* _Excerpt provided_:
┌──

Chris Haddock is the project Leader for The Seven Helpful Habits and The Choice and Partnership Approach (CAPA) in New Zealand. He works for the Werry Centre (www.Werrycentre.org.nz) who are the National providers for workforce initiatives for the CAMHS sector. We (Ann and Steve) asked Chris to give an overview on how CAPA has been adapted to NZ since being introduced in March 2007. Below is Chris’s account:

CAPA experience

Ann and Steve back visited Christchurch in March 2007 and then returned in the November to the North Island to run CAPA workshops. My post as Project Leader was established in October 2007 to help organize the North Island workshops and support CAMHS nationwide who wanted to learn more about CAPA and implement ideas from the workshops after Ann and Steve returned to the UK. I have now travelled around NZ providing further CAPA workshops tailored to each CAMHS requirements, consulted around the planning stages of implementation and attended several CAMHS post implementation evaluations.

In 2008 the Werry centre hosted a regional CAPA workshop giving the opportunity to 6 DHB CAMHS to share their sticking points, ideas and solutions around introducing CAPA into their services.

└──

* _Supplied entries_:
┌──

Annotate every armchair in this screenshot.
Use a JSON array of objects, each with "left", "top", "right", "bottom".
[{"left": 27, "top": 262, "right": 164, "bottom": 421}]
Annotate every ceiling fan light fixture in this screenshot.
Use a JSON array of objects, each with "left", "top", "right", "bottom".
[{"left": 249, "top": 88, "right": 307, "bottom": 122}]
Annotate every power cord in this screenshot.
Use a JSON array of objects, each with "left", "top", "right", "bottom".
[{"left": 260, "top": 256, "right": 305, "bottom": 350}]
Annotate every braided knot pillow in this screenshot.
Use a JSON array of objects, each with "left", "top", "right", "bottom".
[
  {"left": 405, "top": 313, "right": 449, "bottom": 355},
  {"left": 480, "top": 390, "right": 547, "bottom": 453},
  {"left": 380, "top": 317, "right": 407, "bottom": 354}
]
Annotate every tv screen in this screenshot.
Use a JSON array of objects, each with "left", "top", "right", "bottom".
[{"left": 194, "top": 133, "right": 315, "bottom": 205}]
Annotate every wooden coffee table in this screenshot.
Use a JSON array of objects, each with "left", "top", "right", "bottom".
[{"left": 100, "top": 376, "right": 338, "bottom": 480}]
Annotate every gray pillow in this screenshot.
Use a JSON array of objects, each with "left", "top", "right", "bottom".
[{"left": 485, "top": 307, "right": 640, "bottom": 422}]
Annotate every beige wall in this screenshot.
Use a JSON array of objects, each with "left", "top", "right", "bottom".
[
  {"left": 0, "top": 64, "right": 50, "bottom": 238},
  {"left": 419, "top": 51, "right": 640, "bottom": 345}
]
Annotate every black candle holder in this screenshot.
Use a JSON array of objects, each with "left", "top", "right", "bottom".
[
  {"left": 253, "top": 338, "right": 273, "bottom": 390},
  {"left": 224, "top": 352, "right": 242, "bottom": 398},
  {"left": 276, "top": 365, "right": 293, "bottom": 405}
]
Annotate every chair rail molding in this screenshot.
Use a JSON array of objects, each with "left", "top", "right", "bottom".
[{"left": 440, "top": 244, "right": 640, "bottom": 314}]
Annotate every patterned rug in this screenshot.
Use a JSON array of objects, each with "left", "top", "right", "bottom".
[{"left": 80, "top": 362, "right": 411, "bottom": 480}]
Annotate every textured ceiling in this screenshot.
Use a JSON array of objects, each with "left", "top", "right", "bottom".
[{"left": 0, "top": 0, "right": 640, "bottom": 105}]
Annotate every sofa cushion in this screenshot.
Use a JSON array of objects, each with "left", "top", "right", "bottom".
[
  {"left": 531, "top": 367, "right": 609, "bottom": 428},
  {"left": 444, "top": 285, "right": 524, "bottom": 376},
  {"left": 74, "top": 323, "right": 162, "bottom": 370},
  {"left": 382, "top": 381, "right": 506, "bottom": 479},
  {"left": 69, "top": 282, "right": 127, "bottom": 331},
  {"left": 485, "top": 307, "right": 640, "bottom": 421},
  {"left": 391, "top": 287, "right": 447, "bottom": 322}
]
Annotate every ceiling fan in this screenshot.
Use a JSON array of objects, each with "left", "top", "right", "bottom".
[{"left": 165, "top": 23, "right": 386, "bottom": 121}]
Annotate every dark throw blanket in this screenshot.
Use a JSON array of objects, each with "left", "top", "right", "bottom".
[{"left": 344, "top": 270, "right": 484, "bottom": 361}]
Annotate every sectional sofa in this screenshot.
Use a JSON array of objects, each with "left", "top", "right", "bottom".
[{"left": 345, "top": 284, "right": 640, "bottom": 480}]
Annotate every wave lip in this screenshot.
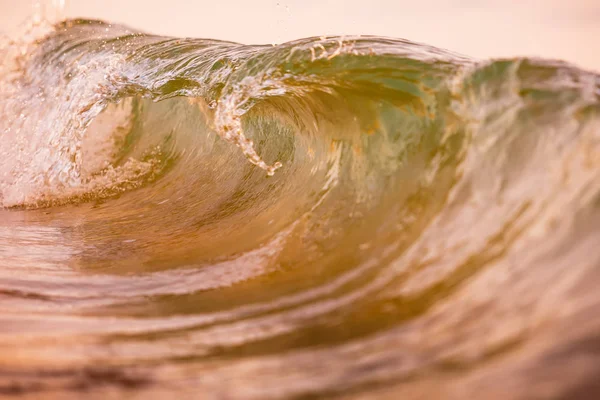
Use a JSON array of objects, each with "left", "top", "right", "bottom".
[{"left": 0, "top": 20, "right": 600, "bottom": 398}]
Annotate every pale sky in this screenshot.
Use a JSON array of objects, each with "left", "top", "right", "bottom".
[{"left": 0, "top": 0, "right": 600, "bottom": 71}]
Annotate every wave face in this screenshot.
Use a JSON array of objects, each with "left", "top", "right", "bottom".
[{"left": 0, "top": 20, "right": 600, "bottom": 399}]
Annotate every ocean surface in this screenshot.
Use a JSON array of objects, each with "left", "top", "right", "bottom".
[{"left": 0, "top": 20, "right": 600, "bottom": 400}]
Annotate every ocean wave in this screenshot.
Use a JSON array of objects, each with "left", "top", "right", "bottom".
[{"left": 0, "top": 20, "right": 600, "bottom": 399}]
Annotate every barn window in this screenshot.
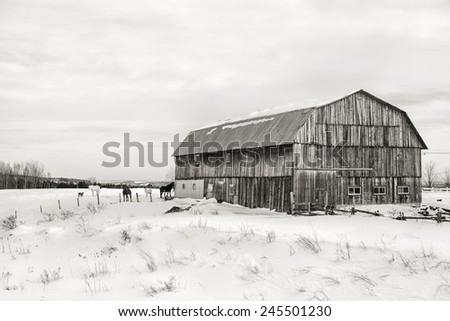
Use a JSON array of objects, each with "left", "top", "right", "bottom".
[
  {"left": 373, "top": 186, "right": 386, "bottom": 195},
  {"left": 225, "top": 152, "right": 231, "bottom": 166},
  {"left": 230, "top": 184, "right": 234, "bottom": 196},
  {"left": 194, "top": 154, "right": 200, "bottom": 167},
  {"left": 348, "top": 186, "right": 361, "bottom": 196},
  {"left": 397, "top": 186, "right": 409, "bottom": 195}
]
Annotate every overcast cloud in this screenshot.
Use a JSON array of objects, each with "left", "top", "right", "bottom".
[{"left": 0, "top": 0, "right": 450, "bottom": 179}]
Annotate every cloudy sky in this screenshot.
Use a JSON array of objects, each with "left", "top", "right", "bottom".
[{"left": 0, "top": 0, "right": 450, "bottom": 179}]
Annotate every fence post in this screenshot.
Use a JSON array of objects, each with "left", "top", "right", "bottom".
[{"left": 289, "top": 192, "right": 295, "bottom": 215}]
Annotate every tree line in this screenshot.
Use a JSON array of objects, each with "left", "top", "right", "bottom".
[
  {"left": 422, "top": 161, "right": 450, "bottom": 188},
  {"left": 0, "top": 160, "right": 91, "bottom": 189}
]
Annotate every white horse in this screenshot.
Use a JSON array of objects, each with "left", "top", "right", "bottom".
[{"left": 88, "top": 185, "right": 100, "bottom": 196}]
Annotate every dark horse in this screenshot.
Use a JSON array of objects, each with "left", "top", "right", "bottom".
[
  {"left": 122, "top": 185, "right": 133, "bottom": 202},
  {"left": 159, "top": 182, "right": 175, "bottom": 198}
]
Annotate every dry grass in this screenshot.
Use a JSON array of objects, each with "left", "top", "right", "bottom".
[
  {"left": 139, "top": 250, "right": 158, "bottom": 272},
  {"left": 141, "top": 275, "right": 180, "bottom": 297},
  {"left": 295, "top": 233, "right": 322, "bottom": 254},
  {"left": 435, "top": 276, "right": 450, "bottom": 296},
  {"left": 266, "top": 231, "right": 277, "bottom": 244},
  {"left": 40, "top": 267, "right": 62, "bottom": 285}
]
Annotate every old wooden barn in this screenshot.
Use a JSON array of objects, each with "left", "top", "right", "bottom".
[{"left": 174, "top": 90, "right": 427, "bottom": 213}]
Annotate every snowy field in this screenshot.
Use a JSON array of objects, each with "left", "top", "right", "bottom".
[{"left": 0, "top": 189, "right": 450, "bottom": 301}]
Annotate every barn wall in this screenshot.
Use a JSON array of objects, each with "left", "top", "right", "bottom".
[
  {"left": 294, "top": 144, "right": 422, "bottom": 177},
  {"left": 296, "top": 93, "right": 425, "bottom": 148},
  {"left": 182, "top": 177, "right": 292, "bottom": 213},
  {"left": 175, "top": 145, "right": 293, "bottom": 179},
  {"left": 293, "top": 170, "right": 422, "bottom": 205}
]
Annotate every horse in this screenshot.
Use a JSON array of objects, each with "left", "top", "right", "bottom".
[
  {"left": 144, "top": 185, "right": 152, "bottom": 197},
  {"left": 122, "top": 185, "right": 133, "bottom": 202},
  {"left": 88, "top": 185, "right": 100, "bottom": 196},
  {"left": 159, "top": 182, "right": 175, "bottom": 198}
]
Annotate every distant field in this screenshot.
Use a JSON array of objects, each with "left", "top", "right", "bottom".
[{"left": 0, "top": 189, "right": 450, "bottom": 300}]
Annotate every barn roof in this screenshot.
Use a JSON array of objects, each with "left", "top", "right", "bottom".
[{"left": 173, "top": 89, "right": 427, "bottom": 156}]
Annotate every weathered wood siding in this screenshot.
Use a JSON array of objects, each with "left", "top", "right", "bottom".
[
  {"left": 293, "top": 93, "right": 425, "bottom": 204},
  {"left": 205, "top": 177, "right": 292, "bottom": 213},
  {"left": 175, "top": 145, "right": 293, "bottom": 179},
  {"left": 175, "top": 145, "right": 294, "bottom": 212}
]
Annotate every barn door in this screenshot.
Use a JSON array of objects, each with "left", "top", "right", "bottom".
[{"left": 216, "top": 180, "right": 225, "bottom": 203}]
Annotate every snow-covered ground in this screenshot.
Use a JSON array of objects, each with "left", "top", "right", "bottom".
[{"left": 0, "top": 189, "right": 450, "bottom": 300}]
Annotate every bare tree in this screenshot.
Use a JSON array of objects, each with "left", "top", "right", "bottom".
[
  {"left": 423, "top": 161, "right": 438, "bottom": 187},
  {"left": 164, "top": 165, "right": 175, "bottom": 182},
  {"left": 443, "top": 167, "right": 450, "bottom": 187}
]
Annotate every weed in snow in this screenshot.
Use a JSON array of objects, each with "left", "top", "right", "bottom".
[
  {"left": 40, "top": 267, "right": 62, "bottom": 285},
  {"left": 119, "top": 228, "right": 131, "bottom": 245},
  {"left": 295, "top": 233, "right": 322, "bottom": 254},
  {"left": 308, "top": 289, "right": 330, "bottom": 301},
  {"left": 266, "top": 231, "right": 277, "bottom": 244},
  {"left": 59, "top": 210, "right": 76, "bottom": 221},
  {"left": 435, "top": 276, "right": 450, "bottom": 296},
  {"left": 336, "top": 237, "right": 351, "bottom": 261},
  {"left": 141, "top": 275, "right": 180, "bottom": 297},
  {"left": 2, "top": 215, "right": 17, "bottom": 231},
  {"left": 238, "top": 255, "right": 264, "bottom": 282},
  {"left": 139, "top": 250, "right": 158, "bottom": 272}
]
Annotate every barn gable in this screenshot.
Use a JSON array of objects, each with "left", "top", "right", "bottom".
[
  {"left": 174, "top": 90, "right": 427, "bottom": 156},
  {"left": 174, "top": 108, "right": 315, "bottom": 156},
  {"left": 295, "top": 90, "right": 427, "bottom": 149}
]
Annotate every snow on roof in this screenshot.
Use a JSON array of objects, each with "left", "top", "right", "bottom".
[{"left": 222, "top": 117, "right": 275, "bottom": 129}]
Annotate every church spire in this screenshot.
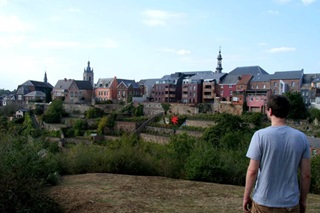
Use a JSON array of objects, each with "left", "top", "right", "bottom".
[
  {"left": 83, "top": 61, "right": 94, "bottom": 86},
  {"left": 43, "top": 71, "right": 48, "bottom": 83},
  {"left": 216, "top": 47, "right": 223, "bottom": 73}
]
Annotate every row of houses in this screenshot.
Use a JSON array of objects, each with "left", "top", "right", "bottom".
[{"left": 4, "top": 55, "right": 320, "bottom": 112}]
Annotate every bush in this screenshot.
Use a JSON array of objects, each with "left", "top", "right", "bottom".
[
  {"left": 310, "top": 155, "right": 320, "bottom": 194},
  {"left": 0, "top": 135, "right": 62, "bottom": 212}
]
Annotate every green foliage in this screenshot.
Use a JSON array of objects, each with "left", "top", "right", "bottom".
[
  {"left": 188, "top": 113, "right": 220, "bottom": 121},
  {"left": 133, "top": 104, "right": 144, "bottom": 117},
  {"left": 0, "top": 103, "right": 23, "bottom": 117},
  {"left": 202, "top": 113, "right": 249, "bottom": 147},
  {"left": 167, "top": 133, "right": 197, "bottom": 178},
  {"left": 0, "top": 89, "right": 11, "bottom": 96},
  {"left": 161, "top": 103, "right": 171, "bottom": 115},
  {"left": 97, "top": 116, "right": 108, "bottom": 135},
  {"left": 285, "top": 92, "right": 307, "bottom": 119},
  {"left": 43, "top": 100, "right": 66, "bottom": 123},
  {"left": 241, "top": 112, "right": 263, "bottom": 126},
  {"left": 0, "top": 135, "right": 62, "bottom": 213},
  {"left": 308, "top": 108, "right": 320, "bottom": 121},
  {"left": 85, "top": 107, "right": 104, "bottom": 119},
  {"left": 23, "top": 113, "right": 35, "bottom": 135},
  {"left": 34, "top": 105, "right": 44, "bottom": 115},
  {"left": 310, "top": 155, "right": 320, "bottom": 194},
  {"left": 97, "top": 114, "right": 117, "bottom": 135},
  {"left": 198, "top": 103, "right": 212, "bottom": 114}
]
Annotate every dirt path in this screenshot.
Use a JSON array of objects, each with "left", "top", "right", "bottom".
[{"left": 48, "top": 174, "right": 320, "bottom": 213}]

└──

* _About this exercise_: Quote the excerpt about CAPA in New Zealand word for word, starting at "CAPA experience" and ending at "into their services.".

* _Finished task_:
CAPA experience

Ann and Steve back visited Christchurch in March 2007 and then returned in the November to the North Island to run CAPA workshops. My post as Project Leader was established in October 2007 to help organize the North Island workshops and support CAMHS nationwide who wanted to learn more about CAPA and implement ideas from the workshops after Ann and Steve returned to the UK. I have now travelled around NZ providing further CAPA workshops tailored to each CAMHS requirements, consulted around the planning stages of implementation and attended several CAMHS post implementation evaluations.

In 2008 the Werry centre hosted a regional CAPA workshop giving the opportunity to 6 DHB CAMHS to share their sticking points, ideas and solutions around introducing CAPA into their services.